DATA SUPPLIED:
------------------------------------

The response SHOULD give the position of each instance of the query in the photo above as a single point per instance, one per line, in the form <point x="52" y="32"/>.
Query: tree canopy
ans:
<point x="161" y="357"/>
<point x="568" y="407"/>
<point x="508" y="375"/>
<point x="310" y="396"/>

------------------------------------

Write out the entries above again, character for character, with nothing changed.

The response SHOULD give the position of each instance of the query in the photo above as a single point per instance, one per line, in the form <point x="52" y="32"/>.
Query: tree canopy
ans:
<point x="161" y="357"/>
<point x="568" y="407"/>
<point x="508" y="375"/>
<point x="310" y="396"/>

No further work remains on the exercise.